__YOUR TASK__: Since only the written part is wanted, repeat the records exactly and omit the pictures.

__Saved data entries__:
++++++

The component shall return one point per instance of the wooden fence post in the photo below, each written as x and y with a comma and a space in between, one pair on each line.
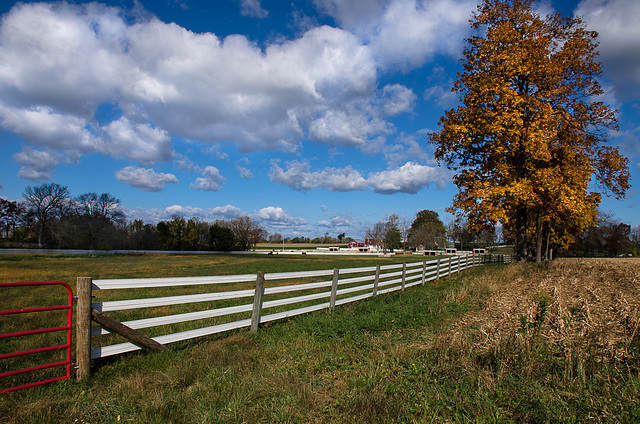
83, 327
334, 289
257, 302
376, 280
404, 274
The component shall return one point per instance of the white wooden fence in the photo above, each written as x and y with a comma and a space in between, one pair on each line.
344, 286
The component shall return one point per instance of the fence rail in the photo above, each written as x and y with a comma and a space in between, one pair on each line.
67, 328
318, 292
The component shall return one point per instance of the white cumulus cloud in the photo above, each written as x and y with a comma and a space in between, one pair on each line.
210, 181
145, 179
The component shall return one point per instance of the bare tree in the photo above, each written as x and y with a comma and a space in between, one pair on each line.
246, 232
46, 202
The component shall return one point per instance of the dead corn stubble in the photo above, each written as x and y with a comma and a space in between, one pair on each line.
583, 306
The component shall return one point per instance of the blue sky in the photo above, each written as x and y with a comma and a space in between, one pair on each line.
307, 115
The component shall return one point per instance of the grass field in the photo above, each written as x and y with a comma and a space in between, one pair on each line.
502, 343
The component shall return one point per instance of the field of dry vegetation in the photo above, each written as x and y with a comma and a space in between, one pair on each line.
587, 307
502, 343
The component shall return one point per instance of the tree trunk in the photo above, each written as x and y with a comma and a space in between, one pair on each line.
521, 233
539, 241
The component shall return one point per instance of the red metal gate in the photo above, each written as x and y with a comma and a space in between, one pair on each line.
66, 328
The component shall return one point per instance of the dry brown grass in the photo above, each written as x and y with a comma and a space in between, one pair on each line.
585, 306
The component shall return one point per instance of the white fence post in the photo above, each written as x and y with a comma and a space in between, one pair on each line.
334, 289
376, 280
83, 327
257, 302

++++++

__SOLUTION FOR THIS TASK__:
The component shall return one point per instance of the wooden fence post in the photo below, each written as x and y with a comma and a space in between, one pair on each line.
83, 327
334, 289
257, 302
376, 280
404, 274
The component shall return one point per instance of the white wooden fence in the photo above, each written as x and y with a comma and a space in between, one pair on each line.
344, 286
The component shall return one point per instance of the fence rail in the photo above, each written as x and y with a comma and a space in between, one pair on each line.
67, 328
318, 292
The component shall return one point per instance of the white cumulus cloud in the photo above, each written as x and y with a comma and a space in between, one pair on each line.
210, 181
145, 179
The component shall return one point per instance of the bare tree in the photo above, each written as x and y with a comma and a space in between, one pair on each line.
246, 232
46, 202
The component shall return one point per instance of the dead corn stubble in the photo above, each written as x and y with a comma and a space in between, one pair on each line.
583, 306
The component shall return one point per instance of the blue sky in the photo above, each written as x and y with a comma and a space in between, one pair on each line.
307, 115
The component shall return one point per instance of the grass field in the photo above, each written as x and y with a comma and a space in between, one pair on each line.
502, 343
The component shall return one point per instance of the field of dry vegetation in the photo above, each written as x and y with a comma and a space in between, one pair on each line.
587, 307
502, 343
The component shall return one point per instance of the tree trunk in the photo above, each written as x and y with a comma and a space in between, one pair on each line.
521, 233
539, 241
The component shall return one point per instance of the red metal gate in the photo above, each written as x and y with a comma and a space in between, one pair on each line.
66, 328
The component shall return one point per instance of the dry brown grass in the photo above, each written as x and y with a comma and a space in between, one pair on each line.
585, 306
The component shall return one point per instance of the white fence post in the photo above, each written as x and y with a comma and a space in between, one pair on each line.
334, 289
376, 280
83, 327
257, 302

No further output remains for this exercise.